- _Work instructions_: Can you repeat the blog posts below word for word, from "Malala’s authority to" to "dreams come true!"?

- _Extracted text_:
_ _ _ _

Wednesday, January 29, 2014

Faith, Knowledge, Service

     This past Sunday, I finished reading  I Am Malala. Even though Malala Yousafzi’s story is well-known, her book is well-worth reading.   Her story is one of deep faith, the thirst for knowledge and commitment to the education of children, especially the girls of Pakistan and far beyond. 
     Malala is wiser than her years, having learned from her parents, especially her father, Ziauddin. A well-educated, optimistic and loving person, he starts a school for both girls and boys in the beautiful Swat Valley in northeastern Pakistan. Eventually, it is forced to close due to opposition by the Taliban.  All along, Ziauddin and Malala have encouraged the education of girls.
     Malala’s authority to speak out comes from living.  She experiences the fear of arrest and/or death, the heartbreak of displacement by flooding and war, the attempt on her life and, currently, exile from her beloved homeland. For her bravery and commitment, she, has received  outpourings of love from people around the world.
     Across the U.S. this week we celebrate National Catholic Schools Week with its theme: “Catholic Schools: Communities of Faith, Knowledge and Service.” May God inspire our youth to cherish their gift of education.  May they have the grace to believe that their lives make a difference.  May they discover their passion. Like Malala, may they use their gifts to benefit others, and may their hearts expand to embrace this planet and all  its people.  Amen!
     Malala, thank you!  May your dreams come true!

             Sr. Sharon Portwood, OSB

Wednesday, January 22, 2014

Christ's Hands in Ordinary Time

       Now that we are liturgically in" ORDINARY TIME" , I thought to settle back into ordinary days.  Of course, there is no such thing. Bad weather and polar temperatures in the Southeast Ky mountains where I serve in a rural health clinic as a family nurse practitioner has provided multiple challenges. It has been difficult to get to work with icy mountain roads for providers as well as for patients.  This leads to multiple phone calls trying to diagnose and treat medical problems per phone calls. That is never a safe or healthy practice.
       Amidst the confusion and frustration within myself and patients, I settled my meditation into Teresa of Avila's passage:
                    Christ has no body on earth but yours,
                           no hands but yours,
                            no feet but yours.
                     Yours are the eyes through which Christ's
                             compassion is to look out to the world.

_ _ _ _

- _Entries supplied_:
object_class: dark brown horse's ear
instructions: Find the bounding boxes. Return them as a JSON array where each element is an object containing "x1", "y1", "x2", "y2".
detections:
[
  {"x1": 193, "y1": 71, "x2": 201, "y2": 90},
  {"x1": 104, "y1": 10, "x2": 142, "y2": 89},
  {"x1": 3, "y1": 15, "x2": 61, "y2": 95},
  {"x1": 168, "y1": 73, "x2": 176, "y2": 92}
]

_ _ _ _

- _Reply_:
Malala’s authority to speak out comes from living.  She experiences the fear of arrest and/or death, the heartbreak of displacement by flooding and war, the attempt on her life and, currently, exile from her beloved homeland. For her bravery and commitment, she, has received  outpourings of love from people around the world.
     Across the U.S. this week we celebrate National Catholic Schools Week with its theme: “Catholic Schools: Communities of Faith, Knowledge and Service.” May God inspire our youth to cherish their gift of education.  May they have the grace to believe that their lives make a difference.  May they discover their passion. Like Malala, may they use their gifts to benefit others, and may their hearts expand to embrace this planet and all  its people.  Amen!
     Malala, thank you!  May your dreams come true!